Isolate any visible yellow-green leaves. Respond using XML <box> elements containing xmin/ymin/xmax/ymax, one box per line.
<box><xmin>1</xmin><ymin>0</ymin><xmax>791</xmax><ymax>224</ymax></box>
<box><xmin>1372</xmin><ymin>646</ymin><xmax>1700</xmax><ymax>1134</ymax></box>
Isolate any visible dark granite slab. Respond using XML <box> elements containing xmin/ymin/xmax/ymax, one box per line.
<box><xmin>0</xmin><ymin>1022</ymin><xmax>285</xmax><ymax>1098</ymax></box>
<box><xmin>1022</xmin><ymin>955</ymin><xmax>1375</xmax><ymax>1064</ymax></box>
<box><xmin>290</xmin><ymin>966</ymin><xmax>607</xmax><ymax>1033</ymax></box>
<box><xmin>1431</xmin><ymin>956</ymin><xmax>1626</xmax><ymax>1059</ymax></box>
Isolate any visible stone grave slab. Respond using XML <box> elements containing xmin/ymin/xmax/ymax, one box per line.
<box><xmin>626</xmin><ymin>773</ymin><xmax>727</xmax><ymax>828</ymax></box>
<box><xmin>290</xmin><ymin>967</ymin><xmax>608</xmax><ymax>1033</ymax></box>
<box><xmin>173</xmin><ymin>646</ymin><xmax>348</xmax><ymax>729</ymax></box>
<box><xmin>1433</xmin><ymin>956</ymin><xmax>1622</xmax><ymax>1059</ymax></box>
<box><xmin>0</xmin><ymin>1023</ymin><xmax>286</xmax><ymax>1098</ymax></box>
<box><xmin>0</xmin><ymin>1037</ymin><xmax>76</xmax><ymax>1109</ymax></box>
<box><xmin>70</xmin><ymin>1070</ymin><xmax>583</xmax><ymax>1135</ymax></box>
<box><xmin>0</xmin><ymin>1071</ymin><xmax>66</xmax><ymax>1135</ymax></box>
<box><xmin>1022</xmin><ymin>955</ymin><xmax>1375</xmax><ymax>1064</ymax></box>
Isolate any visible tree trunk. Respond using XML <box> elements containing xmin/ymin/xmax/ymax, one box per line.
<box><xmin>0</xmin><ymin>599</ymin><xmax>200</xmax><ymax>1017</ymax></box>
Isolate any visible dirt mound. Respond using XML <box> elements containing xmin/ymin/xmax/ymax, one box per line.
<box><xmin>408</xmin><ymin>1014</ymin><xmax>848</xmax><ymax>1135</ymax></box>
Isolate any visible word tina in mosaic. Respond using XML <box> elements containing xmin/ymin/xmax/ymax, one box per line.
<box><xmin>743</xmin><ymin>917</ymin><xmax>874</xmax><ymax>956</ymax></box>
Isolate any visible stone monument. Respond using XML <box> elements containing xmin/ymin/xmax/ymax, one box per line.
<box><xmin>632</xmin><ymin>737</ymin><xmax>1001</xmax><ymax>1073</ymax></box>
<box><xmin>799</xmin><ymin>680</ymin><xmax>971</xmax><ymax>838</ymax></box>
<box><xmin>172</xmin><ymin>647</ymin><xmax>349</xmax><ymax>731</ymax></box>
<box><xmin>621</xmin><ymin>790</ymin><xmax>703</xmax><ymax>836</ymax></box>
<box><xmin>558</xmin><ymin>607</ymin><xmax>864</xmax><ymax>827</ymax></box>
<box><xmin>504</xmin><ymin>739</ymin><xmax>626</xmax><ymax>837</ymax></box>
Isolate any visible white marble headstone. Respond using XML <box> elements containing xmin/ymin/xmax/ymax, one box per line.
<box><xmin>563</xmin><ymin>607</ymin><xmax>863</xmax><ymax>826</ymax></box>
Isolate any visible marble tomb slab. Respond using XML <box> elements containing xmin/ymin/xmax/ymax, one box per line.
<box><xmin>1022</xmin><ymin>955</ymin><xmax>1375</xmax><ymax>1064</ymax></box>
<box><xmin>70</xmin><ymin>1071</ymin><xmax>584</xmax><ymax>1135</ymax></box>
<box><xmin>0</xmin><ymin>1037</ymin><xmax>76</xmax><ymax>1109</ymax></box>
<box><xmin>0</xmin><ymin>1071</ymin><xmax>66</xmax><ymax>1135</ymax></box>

------------------------------

◆ What to do ◆
With nothing added or left out, print the data again.

◆ Task response ◆
Isolate any visible yellow-green leaves. Respond using XML <box> elements containing xmin/ymin/xmax/ymax, one box per line.
<box><xmin>1</xmin><ymin>0</ymin><xmax>791</xmax><ymax>224</ymax></box>
<box><xmin>1372</xmin><ymin>646</ymin><xmax>1700</xmax><ymax>1134</ymax></box>
Isolate any visible dark granite slab. Respond using XML <box> elements containing xmin/ymin/xmax/ymax, one box per line.
<box><xmin>0</xmin><ymin>1022</ymin><xmax>285</xmax><ymax>1098</ymax></box>
<box><xmin>1022</xmin><ymin>955</ymin><xmax>1375</xmax><ymax>1064</ymax></box>
<box><xmin>290</xmin><ymin>966</ymin><xmax>607</xmax><ymax>1033</ymax></box>
<box><xmin>1431</xmin><ymin>956</ymin><xmax>1626</xmax><ymax>1059</ymax></box>
Isolate any visible stone grave slab. Respond using XML <box> elements containing xmin/ymin/xmax/ymax, one box per line.
<box><xmin>626</xmin><ymin>773</ymin><xmax>727</xmax><ymax>828</ymax></box>
<box><xmin>290</xmin><ymin>967</ymin><xmax>608</xmax><ymax>1033</ymax></box>
<box><xmin>173</xmin><ymin>646</ymin><xmax>348</xmax><ymax>729</ymax></box>
<box><xmin>1433</xmin><ymin>956</ymin><xmax>1622</xmax><ymax>1059</ymax></box>
<box><xmin>0</xmin><ymin>1023</ymin><xmax>286</xmax><ymax>1098</ymax></box>
<box><xmin>0</xmin><ymin>1037</ymin><xmax>76</xmax><ymax>1109</ymax></box>
<box><xmin>70</xmin><ymin>1070</ymin><xmax>583</xmax><ymax>1135</ymax></box>
<box><xmin>0</xmin><ymin>1071</ymin><xmax>66</xmax><ymax>1135</ymax></box>
<box><xmin>1022</xmin><ymin>955</ymin><xmax>1375</xmax><ymax>1064</ymax></box>
Isolate any visible tree trunk. Respond using XML <box> elements containing xmin/ymin/xmax/ymax, one box per line.
<box><xmin>0</xmin><ymin>599</ymin><xmax>200</xmax><ymax>1017</ymax></box>
Isolate any visible dirt mound. Respond using XML <box> elements containing xmin/ymin/xmax/ymax, one box per line.
<box><xmin>408</xmin><ymin>1014</ymin><xmax>848</xmax><ymax>1135</ymax></box>
Isolate any visible word tina in mosaic. Respond using XML <box> elements containing xmin/ymin/xmax/ymax, one box per line.
<box><xmin>743</xmin><ymin>917</ymin><xmax>874</xmax><ymax>956</ymax></box>
Isolate any visible stone monument. Respond using XML <box> elements containing xmin/ymin/xmax/ymax, one box per line.
<box><xmin>632</xmin><ymin>737</ymin><xmax>1001</xmax><ymax>1073</ymax></box>
<box><xmin>799</xmin><ymin>680</ymin><xmax>971</xmax><ymax>838</ymax></box>
<box><xmin>172</xmin><ymin>647</ymin><xmax>349</xmax><ymax>731</ymax></box>
<box><xmin>621</xmin><ymin>790</ymin><xmax>703</xmax><ymax>836</ymax></box>
<box><xmin>558</xmin><ymin>607</ymin><xmax>864</xmax><ymax>827</ymax></box>
<box><xmin>504</xmin><ymin>739</ymin><xmax>626</xmax><ymax>837</ymax></box>
Isolate any visible white marble headstone. Respond using XML <box> elements containing xmin/ymin/xmax/ymax, one box per line.
<box><xmin>563</xmin><ymin>607</ymin><xmax>863</xmax><ymax>826</ymax></box>
Isolate any visible marble tomb slab. Respond using XML <box> elements containing xmin/ymin/xmax/ymax, one box per line.
<box><xmin>1022</xmin><ymin>955</ymin><xmax>1375</xmax><ymax>1064</ymax></box>
<box><xmin>70</xmin><ymin>1071</ymin><xmax>584</xmax><ymax>1135</ymax></box>
<box><xmin>0</xmin><ymin>1037</ymin><xmax>76</xmax><ymax>1109</ymax></box>
<box><xmin>0</xmin><ymin>1071</ymin><xmax>66</xmax><ymax>1135</ymax></box>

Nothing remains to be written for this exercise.